BRIEF: Reproduce the material below word for word, leaving out the pictures.

MATERIAL PROVIDED:
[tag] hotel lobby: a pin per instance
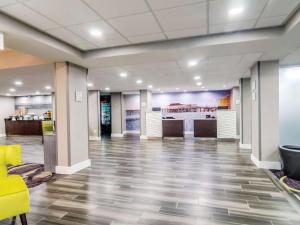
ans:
(149, 112)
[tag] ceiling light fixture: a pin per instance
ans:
(95, 33)
(18, 83)
(192, 63)
(123, 74)
(235, 11)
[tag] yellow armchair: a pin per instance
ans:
(14, 194)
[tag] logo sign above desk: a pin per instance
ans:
(1, 41)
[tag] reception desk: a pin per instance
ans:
(172, 128)
(23, 127)
(205, 128)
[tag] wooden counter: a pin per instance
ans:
(23, 127)
(205, 128)
(173, 128)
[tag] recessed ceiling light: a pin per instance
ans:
(235, 11)
(123, 74)
(18, 83)
(192, 63)
(95, 33)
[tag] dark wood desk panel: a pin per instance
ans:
(205, 128)
(173, 128)
(23, 127)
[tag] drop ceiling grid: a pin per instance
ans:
(263, 12)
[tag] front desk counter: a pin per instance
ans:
(205, 128)
(172, 128)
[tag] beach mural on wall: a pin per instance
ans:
(191, 105)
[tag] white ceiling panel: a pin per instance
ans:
(186, 33)
(219, 10)
(116, 8)
(71, 38)
(147, 38)
(109, 35)
(64, 12)
(159, 4)
(191, 16)
(270, 21)
(7, 2)
(26, 14)
(279, 7)
(140, 24)
(229, 27)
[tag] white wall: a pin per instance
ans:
(7, 108)
(289, 105)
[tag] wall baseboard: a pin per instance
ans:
(265, 164)
(94, 138)
(143, 137)
(132, 132)
(74, 168)
(117, 135)
(245, 146)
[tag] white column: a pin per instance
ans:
(145, 106)
(71, 118)
(265, 114)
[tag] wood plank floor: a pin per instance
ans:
(170, 182)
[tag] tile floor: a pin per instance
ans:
(170, 182)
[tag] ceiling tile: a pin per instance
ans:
(71, 38)
(116, 8)
(280, 7)
(7, 2)
(147, 38)
(159, 4)
(184, 17)
(229, 27)
(271, 21)
(186, 33)
(108, 38)
(29, 16)
(66, 12)
(140, 24)
(219, 10)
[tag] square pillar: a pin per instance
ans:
(145, 106)
(71, 118)
(245, 113)
(265, 114)
(116, 115)
(94, 115)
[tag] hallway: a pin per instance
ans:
(163, 182)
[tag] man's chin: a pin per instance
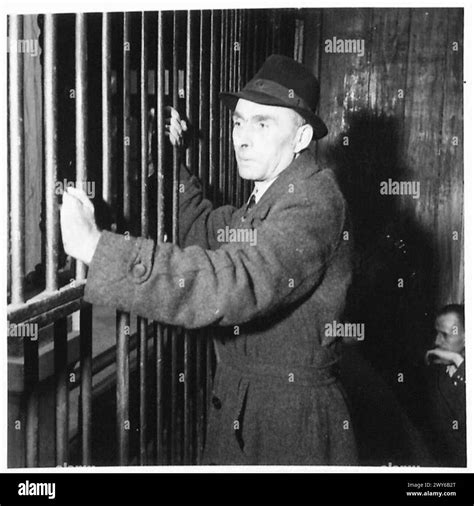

RESPONSE TO THE EXERCISE:
[tag] hotel lobby: a pin per instance
ans:
(149, 112)
[tag] ceiling light fixture: a pin per instance
ans:
(95, 33)
(18, 83)
(192, 63)
(123, 74)
(235, 11)
[tag] yellow armchair: a pin per instance
ans:
(14, 194)
[tag] logo sign above desk: a pin per instance
ans:
(1, 41)
[tag] reception desk: a pin per instance
ans:
(172, 128)
(23, 127)
(205, 128)
[tag] wooden counter: a pin per instance
ans:
(23, 127)
(205, 128)
(173, 128)
[tag] recessed ceiling light: a pin per instance
ans:
(235, 11)
(123, 74)
(18, 83)
(192, 63)
(95, 33)
[tag] dark wood desk panel: a pin per instance
ans:
(205, 128)
(173, 128)
(23, 127)
[tag] drop ceiling grid: a pin per instance
ans:
(263, 12)
[tag] front desk counter: a pin per instance
ans:
(205, 128)
(172, 128)
[tag] beach mural on wall: a pin per instance
ans:
(191, 105)
[tag] white ceiling panel: a pin per instance
ans:
(186, 33)
(219, 10)
(116, 8)
(71, 38)
(147, 38)
(109, 35)
(64, 12)
(159, 4)
(191, 16)
(270, 21)
(7, 2)
(26, 14)
(279, 7)
(140, 24)
(229, 27)
[tag] white wall: a pin per instance
ans:
(7, 108)
(289, 105)
[tag] wall baseboard: a pin per instance
ans:
(265, 164)
(94, 138)
(143, 137)
(132, 132)
(74, 168)
(117, 135)
(245, 146)
[tag] white column: a pin per instance
ans:
(145, 106)
(71, 118)
(265, 114)
[tag] wood plank floor: a pin per instance
ans:
(170, 182)
[tag] tile floor: a pin per instance
ans:
(170, 182)
[tag] ceiling tile: a pin per instance
ans:
(71, 38)
(116, 8)
(280, 7)
(7, 2)
(147, 38)
(159, 4)
(184, 17)
(229, 27)
(271, 21)
(186, 33)
(108, 38)
(29, 16)
(66, 12)
(140, 24)
(219, 10)
[tag] square pillar: a pin per instance
ans:
(145, 106)
(71, 118)
(245, 113)
(265, 114)
(116, 115)
(94, 115)
[tag] hallway: a pin per instance
ans:
(163, 182)
[tag] man's chin: a pin per instance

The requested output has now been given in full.